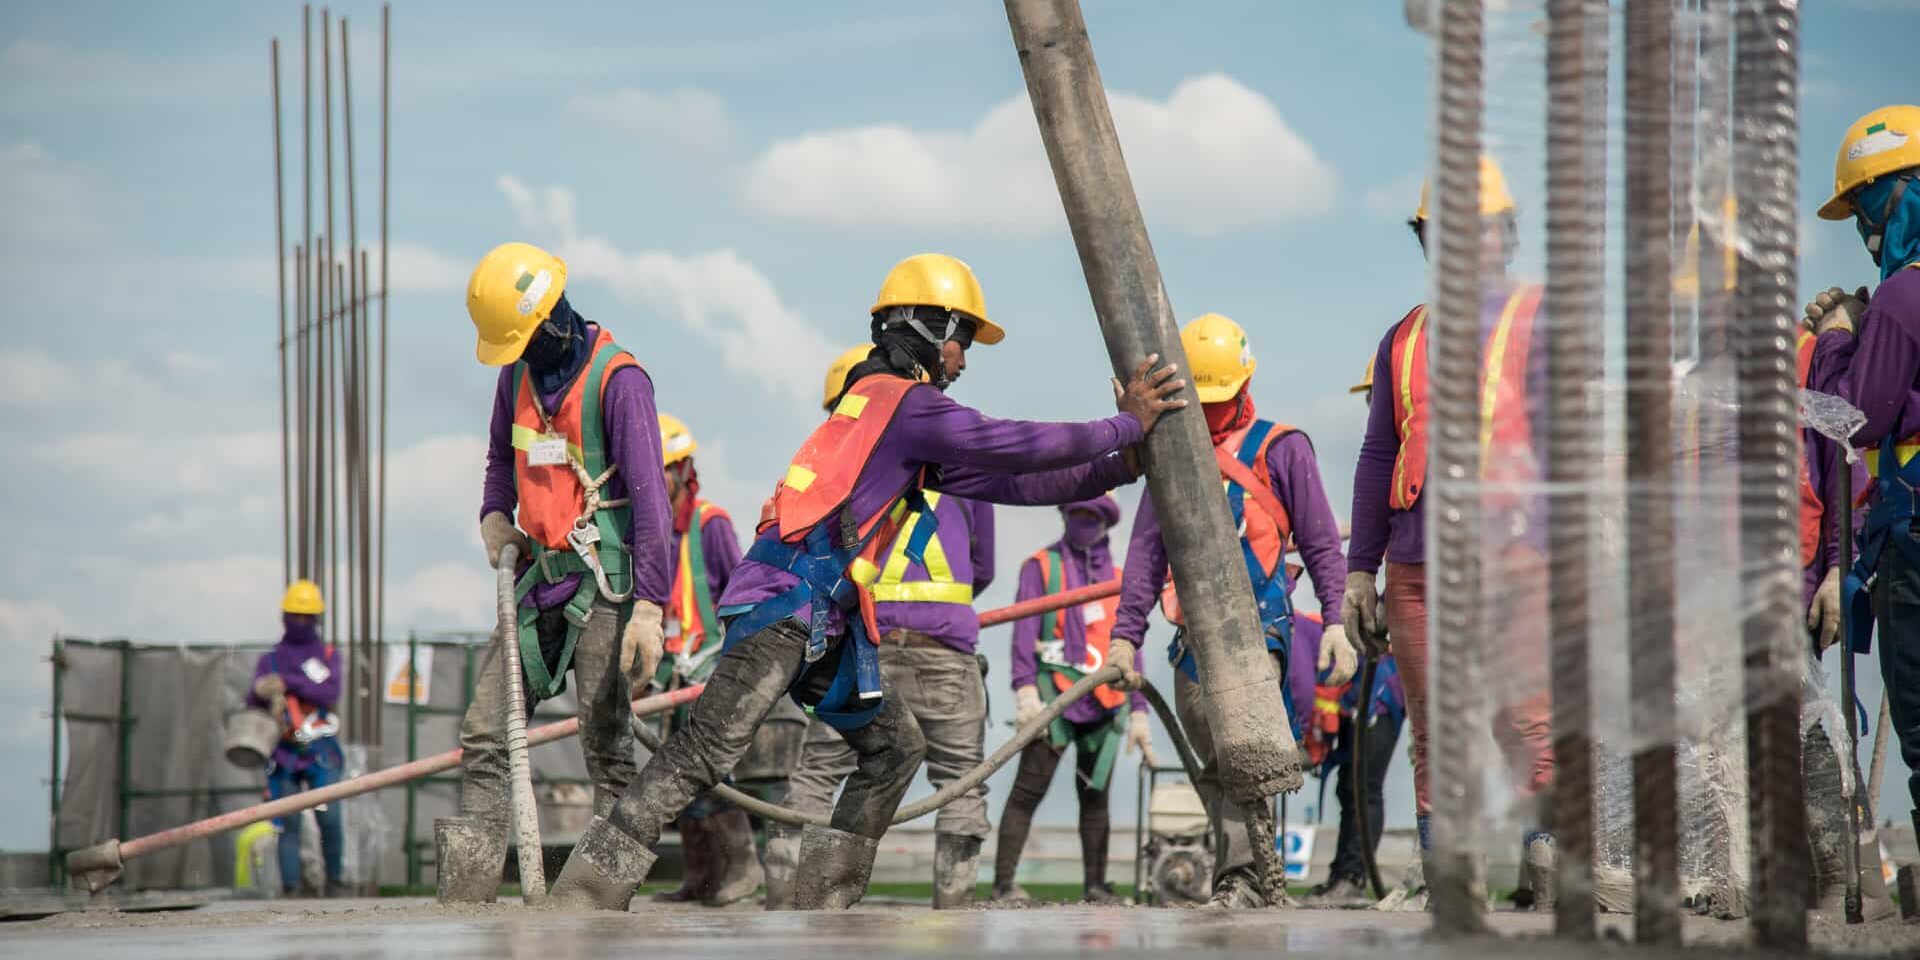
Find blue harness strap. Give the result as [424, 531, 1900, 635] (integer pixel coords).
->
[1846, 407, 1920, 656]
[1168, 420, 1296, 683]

____________________

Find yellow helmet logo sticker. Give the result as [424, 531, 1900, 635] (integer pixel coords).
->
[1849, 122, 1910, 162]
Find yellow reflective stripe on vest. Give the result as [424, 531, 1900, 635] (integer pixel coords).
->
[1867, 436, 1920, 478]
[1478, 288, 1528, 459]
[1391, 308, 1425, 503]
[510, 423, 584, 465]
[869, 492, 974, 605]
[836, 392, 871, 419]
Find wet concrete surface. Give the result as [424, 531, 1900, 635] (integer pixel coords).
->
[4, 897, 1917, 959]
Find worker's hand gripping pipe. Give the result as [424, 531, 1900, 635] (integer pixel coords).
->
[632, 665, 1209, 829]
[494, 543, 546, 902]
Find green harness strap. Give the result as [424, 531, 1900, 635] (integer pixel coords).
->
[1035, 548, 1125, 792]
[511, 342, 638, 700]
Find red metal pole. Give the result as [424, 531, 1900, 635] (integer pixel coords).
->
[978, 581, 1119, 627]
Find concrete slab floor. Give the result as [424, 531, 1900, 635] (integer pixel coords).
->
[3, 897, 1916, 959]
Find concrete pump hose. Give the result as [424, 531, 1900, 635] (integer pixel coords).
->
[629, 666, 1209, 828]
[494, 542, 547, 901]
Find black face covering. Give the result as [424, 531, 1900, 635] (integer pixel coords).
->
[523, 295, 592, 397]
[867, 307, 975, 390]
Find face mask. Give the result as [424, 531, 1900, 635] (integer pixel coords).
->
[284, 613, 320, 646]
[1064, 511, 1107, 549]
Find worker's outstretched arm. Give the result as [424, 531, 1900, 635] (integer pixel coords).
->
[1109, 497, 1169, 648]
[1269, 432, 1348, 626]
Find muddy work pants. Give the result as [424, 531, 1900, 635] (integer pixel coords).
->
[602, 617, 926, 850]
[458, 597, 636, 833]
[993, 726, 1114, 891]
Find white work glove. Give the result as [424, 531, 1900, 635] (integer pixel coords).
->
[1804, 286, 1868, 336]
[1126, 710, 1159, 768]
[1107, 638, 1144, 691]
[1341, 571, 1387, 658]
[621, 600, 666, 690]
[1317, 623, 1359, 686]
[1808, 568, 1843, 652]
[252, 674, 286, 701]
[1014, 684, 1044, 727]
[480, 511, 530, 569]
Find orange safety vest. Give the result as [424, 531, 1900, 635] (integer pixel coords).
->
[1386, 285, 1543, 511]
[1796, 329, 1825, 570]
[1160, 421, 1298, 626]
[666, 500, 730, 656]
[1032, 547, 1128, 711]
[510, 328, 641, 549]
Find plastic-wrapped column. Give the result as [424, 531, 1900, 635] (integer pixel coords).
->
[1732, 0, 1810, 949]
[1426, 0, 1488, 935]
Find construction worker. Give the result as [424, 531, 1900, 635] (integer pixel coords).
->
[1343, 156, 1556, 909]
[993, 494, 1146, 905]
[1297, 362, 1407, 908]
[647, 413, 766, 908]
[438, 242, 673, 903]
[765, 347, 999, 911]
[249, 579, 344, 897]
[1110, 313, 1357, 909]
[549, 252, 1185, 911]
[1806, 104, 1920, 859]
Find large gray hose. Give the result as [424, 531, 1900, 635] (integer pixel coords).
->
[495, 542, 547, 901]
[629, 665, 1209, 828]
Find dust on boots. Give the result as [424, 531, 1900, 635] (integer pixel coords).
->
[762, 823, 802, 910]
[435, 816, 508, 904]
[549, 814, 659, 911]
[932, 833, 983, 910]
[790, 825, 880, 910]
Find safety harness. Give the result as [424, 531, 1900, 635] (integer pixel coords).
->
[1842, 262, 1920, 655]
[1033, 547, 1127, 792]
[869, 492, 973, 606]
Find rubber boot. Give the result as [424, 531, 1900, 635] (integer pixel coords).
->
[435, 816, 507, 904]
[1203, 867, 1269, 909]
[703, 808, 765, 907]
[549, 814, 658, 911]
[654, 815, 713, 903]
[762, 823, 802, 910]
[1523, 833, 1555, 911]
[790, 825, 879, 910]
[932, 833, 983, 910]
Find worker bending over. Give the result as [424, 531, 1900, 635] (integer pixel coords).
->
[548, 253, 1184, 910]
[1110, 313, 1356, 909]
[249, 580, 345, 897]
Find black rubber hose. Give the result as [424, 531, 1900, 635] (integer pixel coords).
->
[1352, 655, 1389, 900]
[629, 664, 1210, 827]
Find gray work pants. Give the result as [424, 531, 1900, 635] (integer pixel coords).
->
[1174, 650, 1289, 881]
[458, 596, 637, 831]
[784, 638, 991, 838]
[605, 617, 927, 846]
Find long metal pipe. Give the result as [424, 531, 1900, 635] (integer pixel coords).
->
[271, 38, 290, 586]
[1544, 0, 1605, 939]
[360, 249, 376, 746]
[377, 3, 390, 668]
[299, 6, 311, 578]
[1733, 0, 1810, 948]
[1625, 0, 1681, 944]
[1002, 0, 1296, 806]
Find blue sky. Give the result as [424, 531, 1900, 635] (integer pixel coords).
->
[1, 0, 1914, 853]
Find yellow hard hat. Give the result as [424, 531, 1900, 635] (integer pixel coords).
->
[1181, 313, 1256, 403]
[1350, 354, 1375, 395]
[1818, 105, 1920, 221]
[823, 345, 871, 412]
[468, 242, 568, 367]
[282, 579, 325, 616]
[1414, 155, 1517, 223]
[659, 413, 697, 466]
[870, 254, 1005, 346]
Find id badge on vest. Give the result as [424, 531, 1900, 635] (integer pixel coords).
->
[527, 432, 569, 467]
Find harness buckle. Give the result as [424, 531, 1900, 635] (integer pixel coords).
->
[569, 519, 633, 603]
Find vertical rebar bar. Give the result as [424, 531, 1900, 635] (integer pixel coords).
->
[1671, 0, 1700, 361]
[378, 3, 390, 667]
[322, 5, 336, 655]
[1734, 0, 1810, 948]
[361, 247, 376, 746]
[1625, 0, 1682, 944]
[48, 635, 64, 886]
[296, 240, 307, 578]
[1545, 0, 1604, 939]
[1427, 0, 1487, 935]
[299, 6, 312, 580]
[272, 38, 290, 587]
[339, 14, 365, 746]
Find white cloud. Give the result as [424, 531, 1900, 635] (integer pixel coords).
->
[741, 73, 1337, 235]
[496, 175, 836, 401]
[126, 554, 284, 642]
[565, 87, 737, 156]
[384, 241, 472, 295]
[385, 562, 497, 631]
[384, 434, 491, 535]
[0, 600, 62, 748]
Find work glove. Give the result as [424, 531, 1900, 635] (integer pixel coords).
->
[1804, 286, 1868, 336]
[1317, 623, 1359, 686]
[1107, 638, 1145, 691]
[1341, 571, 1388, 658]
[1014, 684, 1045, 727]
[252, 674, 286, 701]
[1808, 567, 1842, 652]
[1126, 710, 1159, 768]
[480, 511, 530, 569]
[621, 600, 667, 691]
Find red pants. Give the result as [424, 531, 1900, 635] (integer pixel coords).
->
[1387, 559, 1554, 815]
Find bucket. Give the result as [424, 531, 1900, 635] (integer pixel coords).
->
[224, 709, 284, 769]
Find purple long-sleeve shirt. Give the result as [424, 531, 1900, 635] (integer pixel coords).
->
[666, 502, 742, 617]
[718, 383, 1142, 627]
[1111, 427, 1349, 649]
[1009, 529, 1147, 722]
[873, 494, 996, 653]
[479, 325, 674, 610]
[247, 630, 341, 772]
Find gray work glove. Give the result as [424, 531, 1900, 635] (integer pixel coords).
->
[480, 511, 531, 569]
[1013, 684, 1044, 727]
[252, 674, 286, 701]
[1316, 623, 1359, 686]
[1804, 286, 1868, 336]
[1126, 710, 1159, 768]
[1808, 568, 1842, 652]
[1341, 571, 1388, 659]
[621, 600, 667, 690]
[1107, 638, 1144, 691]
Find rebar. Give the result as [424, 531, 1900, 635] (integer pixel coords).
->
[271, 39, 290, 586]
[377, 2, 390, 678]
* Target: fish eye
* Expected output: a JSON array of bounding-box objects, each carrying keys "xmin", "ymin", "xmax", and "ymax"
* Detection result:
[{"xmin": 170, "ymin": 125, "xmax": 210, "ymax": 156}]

____________________

▶ [Your instructions]
Everything from the line with "Find harness buckle." through the line with "Find vertical rebar" in the listing above must be retyped exactly, with nothing added.

▶ [Exercise response]
Find harness buckle. Give the result as [424, 531, 1900, 635] (integer pixel coords).
->
[569, 519, 633, 603]
Find vertical rebar bar. Give the result as [424, 531, 1900, 635] (integer pixel coords).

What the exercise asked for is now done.